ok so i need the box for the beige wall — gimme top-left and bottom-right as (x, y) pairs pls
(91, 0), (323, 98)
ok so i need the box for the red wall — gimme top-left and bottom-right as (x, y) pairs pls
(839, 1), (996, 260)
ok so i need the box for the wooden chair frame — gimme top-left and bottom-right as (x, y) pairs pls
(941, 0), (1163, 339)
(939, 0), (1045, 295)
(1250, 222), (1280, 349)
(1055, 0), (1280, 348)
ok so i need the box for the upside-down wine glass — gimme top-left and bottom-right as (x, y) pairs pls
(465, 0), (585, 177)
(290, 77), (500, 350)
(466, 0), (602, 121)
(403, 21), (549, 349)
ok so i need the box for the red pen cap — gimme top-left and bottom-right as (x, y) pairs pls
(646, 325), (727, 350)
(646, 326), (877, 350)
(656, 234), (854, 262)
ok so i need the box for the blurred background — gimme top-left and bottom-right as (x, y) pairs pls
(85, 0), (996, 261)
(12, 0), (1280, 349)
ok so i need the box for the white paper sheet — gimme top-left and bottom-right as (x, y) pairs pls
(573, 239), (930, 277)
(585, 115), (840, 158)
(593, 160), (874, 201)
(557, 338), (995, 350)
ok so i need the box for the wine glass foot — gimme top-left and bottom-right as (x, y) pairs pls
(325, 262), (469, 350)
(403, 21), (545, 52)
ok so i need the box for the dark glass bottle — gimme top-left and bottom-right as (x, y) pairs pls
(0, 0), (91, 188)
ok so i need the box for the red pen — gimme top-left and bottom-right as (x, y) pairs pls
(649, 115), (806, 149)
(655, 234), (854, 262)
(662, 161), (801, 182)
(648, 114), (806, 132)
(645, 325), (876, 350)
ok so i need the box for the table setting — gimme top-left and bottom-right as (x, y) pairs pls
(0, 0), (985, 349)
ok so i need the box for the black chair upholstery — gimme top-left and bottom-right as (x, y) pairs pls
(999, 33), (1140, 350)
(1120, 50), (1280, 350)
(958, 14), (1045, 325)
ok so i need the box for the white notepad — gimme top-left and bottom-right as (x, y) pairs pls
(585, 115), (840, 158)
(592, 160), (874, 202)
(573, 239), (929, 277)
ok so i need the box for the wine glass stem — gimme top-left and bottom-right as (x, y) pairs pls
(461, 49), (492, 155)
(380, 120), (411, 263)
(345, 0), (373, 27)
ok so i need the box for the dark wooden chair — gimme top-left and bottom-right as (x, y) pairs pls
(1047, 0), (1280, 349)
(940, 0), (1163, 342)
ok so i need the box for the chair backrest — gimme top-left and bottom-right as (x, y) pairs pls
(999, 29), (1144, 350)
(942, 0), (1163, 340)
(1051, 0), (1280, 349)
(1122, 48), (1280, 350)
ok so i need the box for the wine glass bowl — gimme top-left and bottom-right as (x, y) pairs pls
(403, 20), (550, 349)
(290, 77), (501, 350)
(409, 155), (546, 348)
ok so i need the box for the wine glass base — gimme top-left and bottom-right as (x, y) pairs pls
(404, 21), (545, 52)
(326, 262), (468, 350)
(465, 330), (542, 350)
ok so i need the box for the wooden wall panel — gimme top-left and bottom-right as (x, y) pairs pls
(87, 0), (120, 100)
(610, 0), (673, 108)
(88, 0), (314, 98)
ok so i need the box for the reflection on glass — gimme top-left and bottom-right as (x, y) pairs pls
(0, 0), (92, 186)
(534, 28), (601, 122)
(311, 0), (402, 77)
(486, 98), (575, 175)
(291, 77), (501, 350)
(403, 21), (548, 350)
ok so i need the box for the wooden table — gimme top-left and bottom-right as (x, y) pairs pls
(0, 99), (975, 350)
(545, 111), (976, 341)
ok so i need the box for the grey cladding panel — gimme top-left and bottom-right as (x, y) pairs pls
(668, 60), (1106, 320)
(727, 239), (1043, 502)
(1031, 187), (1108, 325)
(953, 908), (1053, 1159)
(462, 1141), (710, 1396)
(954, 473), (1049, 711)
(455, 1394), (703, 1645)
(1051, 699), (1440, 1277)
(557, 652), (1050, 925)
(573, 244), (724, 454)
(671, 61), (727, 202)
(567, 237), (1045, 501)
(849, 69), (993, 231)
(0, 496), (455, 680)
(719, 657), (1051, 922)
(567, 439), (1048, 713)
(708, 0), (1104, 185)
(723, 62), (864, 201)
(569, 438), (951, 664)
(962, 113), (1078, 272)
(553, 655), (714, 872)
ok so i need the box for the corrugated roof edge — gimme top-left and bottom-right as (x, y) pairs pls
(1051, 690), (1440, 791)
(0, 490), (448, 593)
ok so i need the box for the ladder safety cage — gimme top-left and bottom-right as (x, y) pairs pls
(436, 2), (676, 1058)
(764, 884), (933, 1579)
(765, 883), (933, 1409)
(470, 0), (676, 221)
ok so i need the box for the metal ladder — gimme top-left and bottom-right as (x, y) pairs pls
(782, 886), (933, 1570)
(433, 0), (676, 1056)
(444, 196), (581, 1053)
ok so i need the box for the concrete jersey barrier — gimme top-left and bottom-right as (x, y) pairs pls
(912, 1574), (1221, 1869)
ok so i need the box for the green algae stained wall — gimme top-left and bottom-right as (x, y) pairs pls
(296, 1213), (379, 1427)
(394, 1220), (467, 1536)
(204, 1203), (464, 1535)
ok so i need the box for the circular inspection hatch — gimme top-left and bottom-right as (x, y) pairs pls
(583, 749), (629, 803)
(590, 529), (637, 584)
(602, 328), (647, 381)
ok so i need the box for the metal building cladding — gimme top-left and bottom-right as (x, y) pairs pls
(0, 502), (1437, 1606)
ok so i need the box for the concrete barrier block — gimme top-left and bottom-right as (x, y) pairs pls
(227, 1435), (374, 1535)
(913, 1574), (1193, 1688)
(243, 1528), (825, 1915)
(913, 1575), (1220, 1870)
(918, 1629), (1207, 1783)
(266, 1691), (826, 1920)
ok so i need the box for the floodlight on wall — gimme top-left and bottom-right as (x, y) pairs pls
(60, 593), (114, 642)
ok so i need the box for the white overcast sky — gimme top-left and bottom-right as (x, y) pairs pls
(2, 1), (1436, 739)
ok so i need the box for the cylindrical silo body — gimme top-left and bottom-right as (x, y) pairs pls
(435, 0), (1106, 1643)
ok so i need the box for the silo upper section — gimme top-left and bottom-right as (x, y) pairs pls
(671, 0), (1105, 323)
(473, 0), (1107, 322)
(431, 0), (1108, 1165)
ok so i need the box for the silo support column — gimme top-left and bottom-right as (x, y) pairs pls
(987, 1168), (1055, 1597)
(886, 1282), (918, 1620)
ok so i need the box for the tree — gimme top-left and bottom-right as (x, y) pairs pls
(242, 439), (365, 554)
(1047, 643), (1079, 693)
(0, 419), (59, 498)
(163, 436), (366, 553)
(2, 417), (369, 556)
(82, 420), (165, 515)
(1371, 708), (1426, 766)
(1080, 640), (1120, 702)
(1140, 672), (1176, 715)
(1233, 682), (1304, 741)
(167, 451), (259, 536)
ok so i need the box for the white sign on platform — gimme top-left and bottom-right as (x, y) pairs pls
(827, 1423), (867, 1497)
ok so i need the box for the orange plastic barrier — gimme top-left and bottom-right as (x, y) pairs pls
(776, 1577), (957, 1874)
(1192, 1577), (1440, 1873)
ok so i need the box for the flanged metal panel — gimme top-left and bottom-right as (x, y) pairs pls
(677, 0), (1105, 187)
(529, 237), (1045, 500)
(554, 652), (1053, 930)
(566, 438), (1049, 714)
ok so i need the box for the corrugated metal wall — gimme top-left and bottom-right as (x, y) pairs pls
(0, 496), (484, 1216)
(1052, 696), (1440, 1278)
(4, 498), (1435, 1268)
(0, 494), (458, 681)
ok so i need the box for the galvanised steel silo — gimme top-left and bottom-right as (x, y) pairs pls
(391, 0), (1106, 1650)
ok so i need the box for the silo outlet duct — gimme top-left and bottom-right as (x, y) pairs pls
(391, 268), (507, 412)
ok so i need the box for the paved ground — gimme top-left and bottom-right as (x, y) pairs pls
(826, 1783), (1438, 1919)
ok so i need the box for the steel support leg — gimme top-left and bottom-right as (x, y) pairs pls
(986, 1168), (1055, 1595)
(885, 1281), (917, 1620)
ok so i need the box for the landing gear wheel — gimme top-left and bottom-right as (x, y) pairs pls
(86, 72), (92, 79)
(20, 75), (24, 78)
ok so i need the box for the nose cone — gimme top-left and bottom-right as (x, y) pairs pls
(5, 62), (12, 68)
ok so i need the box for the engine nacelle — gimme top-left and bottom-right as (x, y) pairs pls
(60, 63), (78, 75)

- - - - -

● Instructions for the task
Please quote exactly the lines from the one containing "ok so i need the box for the steel" through the last line of the records above, both included, and nothing else.

● Result of this exercise
ok so i need the box for the steel support leg — gimme top-left and bottom-right as (x, y) pairs pls
(986, 1168), (1055, 1595)
(885, 1281), (917, 1620)
ok so i need the box for the landing gear wheel — gimme top-left and bottom-right as (x, y) pairs pls
(86, 72), (92, 79)
(20, 75), (24, 78)
ok so i need the box for the nose cone — gimme top-left and bottom-right as (x, y) pairs pls
(5, 62), (12, 68)
ok so i need the box for the engine nacelle — gimme top-left and bottom-right as (x, y) pairs pls
(60, 63), (78, 75)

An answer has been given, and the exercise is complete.